-- Exercises --
**a.** Summarize the post about the Oort toolkit in two sentences.
**b.** Which dimensions does the post about the Oort toolkit say its approach removes? List them.

-- Selected extract --
Wednesday, January 17, 2007

Knowledge, The Bits and Pieces

In a recent post by Lee Feigenbaum, he talks about Using RDF on the Web. Naturally I find this very interesting. In my work on the Oort toolkit, I use an approach of "removing dimensions": namespaces, I18N (optionally), RDF-specific distinctions (collections vs. multiple properties) and other forms of graph traversing. This is done with declarative programming very similar to ORM-tools in dynamic languages (mainly class declarations with attributes describing desired data selection). The resulting objects become simple value trees — with the added bonus of automatic JSON-serialization.

Ideally, this approach will be deterministically reversible. I have not yet implemented it, but the idea is that the declared classes (RdfQueries in Oort — let's call them "facets" here) could take JSON as input and reproduce triples. Using checksums of the JSON would make over-the-web editing possible.

Since the task of "updating" a subgraph is somewhat difficult at best, I think a basic "wipe and replace" approach may be simplest. There are many dangers here of course (removing a relation must not remove knowledge about its object — unless perhaps if that object is a bnode..).

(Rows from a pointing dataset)
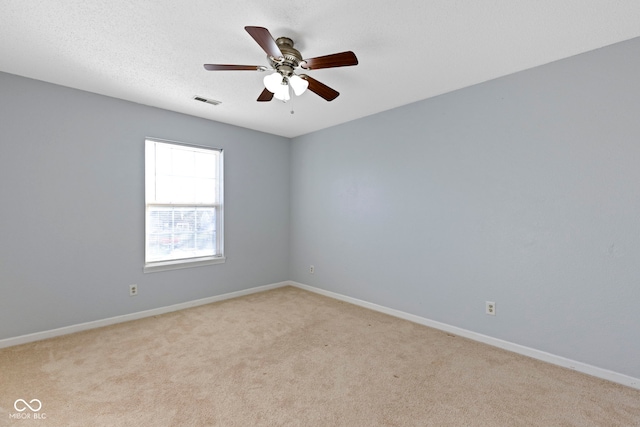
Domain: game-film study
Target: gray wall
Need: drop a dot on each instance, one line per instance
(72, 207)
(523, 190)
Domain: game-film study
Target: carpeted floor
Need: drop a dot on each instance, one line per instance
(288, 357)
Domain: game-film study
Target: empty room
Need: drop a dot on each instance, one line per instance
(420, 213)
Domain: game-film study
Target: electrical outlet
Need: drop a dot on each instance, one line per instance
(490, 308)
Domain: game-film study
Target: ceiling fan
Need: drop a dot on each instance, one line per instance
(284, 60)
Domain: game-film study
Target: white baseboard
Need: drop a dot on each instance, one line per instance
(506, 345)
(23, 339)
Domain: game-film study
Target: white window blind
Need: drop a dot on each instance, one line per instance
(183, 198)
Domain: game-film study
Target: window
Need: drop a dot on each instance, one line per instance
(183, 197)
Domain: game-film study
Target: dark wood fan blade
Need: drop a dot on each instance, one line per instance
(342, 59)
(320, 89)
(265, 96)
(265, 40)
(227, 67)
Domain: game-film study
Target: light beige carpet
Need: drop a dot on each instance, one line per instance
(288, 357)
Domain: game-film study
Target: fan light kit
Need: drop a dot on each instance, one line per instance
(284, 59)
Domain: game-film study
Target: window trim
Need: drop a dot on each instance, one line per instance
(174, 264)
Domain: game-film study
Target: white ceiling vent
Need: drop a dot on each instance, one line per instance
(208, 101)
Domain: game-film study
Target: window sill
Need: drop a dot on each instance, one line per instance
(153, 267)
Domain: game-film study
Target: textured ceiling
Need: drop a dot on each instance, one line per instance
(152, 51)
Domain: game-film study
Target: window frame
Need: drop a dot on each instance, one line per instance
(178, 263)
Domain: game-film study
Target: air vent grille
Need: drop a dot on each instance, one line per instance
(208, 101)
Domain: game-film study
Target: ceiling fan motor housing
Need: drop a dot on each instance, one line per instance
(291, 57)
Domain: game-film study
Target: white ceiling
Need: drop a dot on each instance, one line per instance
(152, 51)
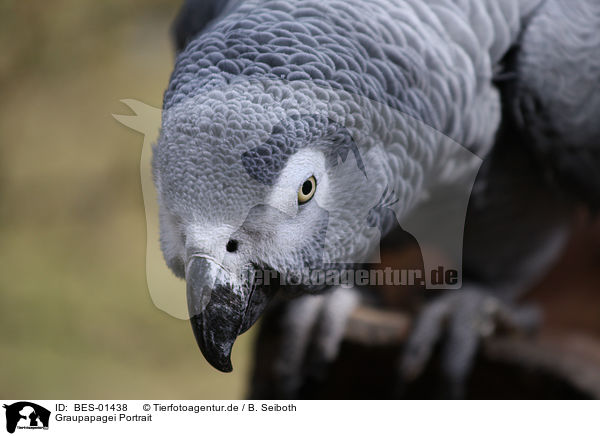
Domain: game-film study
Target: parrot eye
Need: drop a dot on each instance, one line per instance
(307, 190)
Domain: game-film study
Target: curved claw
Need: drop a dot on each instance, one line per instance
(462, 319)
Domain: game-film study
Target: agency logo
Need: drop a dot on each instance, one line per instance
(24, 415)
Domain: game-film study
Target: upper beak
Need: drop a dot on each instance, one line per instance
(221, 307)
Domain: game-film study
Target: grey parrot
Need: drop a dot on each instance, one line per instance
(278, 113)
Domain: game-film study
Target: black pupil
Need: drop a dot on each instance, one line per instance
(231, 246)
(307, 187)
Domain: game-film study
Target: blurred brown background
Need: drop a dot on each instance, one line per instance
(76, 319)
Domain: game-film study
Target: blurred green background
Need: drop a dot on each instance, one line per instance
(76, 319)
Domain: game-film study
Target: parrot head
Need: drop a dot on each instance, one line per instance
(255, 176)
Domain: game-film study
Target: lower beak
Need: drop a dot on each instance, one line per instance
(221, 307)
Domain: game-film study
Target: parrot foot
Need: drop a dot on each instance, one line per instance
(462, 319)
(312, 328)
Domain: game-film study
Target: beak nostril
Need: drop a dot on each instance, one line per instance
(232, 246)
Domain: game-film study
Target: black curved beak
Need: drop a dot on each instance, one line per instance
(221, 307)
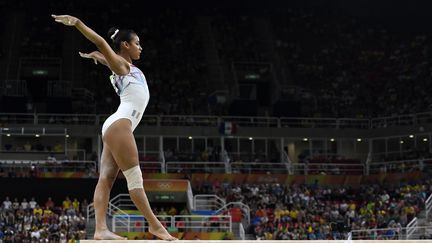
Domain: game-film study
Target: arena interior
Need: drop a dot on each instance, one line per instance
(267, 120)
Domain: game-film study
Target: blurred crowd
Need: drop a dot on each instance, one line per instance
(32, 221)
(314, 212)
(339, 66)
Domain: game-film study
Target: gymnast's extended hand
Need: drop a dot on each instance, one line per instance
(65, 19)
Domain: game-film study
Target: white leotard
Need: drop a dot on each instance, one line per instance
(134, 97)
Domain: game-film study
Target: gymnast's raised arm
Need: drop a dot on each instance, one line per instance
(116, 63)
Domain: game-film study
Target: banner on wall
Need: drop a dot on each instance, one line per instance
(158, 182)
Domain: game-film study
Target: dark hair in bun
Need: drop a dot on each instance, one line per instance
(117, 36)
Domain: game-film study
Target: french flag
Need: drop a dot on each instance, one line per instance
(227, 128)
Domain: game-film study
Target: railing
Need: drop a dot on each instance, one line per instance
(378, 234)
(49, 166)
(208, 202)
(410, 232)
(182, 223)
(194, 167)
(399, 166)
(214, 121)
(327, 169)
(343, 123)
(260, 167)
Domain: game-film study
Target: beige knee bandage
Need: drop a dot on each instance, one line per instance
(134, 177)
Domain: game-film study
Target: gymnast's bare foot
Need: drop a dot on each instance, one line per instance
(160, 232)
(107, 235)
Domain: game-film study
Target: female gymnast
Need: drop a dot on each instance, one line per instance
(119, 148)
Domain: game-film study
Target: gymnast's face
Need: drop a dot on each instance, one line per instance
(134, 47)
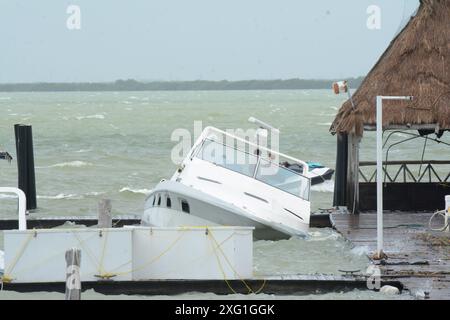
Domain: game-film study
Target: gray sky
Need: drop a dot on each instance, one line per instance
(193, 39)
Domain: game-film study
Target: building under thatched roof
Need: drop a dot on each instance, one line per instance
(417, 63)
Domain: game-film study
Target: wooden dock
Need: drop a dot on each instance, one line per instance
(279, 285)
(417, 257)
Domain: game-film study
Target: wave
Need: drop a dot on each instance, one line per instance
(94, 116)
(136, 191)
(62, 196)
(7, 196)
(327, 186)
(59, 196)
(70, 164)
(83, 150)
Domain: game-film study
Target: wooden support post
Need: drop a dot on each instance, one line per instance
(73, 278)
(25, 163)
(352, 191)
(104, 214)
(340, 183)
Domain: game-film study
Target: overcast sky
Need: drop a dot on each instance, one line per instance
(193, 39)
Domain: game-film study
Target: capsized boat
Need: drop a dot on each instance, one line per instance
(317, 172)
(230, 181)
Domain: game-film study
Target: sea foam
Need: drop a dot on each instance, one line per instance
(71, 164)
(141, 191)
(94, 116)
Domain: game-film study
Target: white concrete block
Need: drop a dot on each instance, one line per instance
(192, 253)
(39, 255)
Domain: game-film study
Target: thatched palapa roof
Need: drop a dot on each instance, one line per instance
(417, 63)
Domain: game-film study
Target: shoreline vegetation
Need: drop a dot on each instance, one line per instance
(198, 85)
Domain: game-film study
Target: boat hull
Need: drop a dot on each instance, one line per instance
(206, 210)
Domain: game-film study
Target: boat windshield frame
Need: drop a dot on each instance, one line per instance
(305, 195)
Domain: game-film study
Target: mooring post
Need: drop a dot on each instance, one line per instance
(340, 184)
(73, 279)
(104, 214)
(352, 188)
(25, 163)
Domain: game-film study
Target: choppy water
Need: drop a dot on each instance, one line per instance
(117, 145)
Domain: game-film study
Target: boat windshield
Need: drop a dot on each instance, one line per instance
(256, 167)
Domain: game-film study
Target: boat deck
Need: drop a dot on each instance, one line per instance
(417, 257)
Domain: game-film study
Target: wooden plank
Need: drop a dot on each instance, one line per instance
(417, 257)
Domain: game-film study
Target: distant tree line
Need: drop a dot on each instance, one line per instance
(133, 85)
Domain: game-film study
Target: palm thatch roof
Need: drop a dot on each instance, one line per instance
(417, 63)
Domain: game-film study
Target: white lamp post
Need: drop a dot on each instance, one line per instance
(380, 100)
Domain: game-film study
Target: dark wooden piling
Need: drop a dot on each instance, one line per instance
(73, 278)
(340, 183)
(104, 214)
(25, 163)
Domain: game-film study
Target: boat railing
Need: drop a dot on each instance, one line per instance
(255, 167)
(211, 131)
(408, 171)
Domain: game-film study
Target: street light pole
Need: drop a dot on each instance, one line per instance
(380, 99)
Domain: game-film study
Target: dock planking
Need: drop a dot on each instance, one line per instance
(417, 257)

-- Task-by-task outputs --
**a.** Prompted by Lee Feigenbaum's post on Using RDF on the Web, the writer explains that the Oort toolkit "removes dimensions" from RDF through declarative class declarations, producing simple value trees that serialize automatically to JSON. The writer wants this process to be reversible so that JSON could be turned back into triples, and proposes a "wipe and replace" approach for updating subgraphs while noting its dangers.

**b.**
- Namespaces
- I18N (optionally)
- RDF-specific distinctions (collections vs. multiple properties)
- Other forms of graph traversing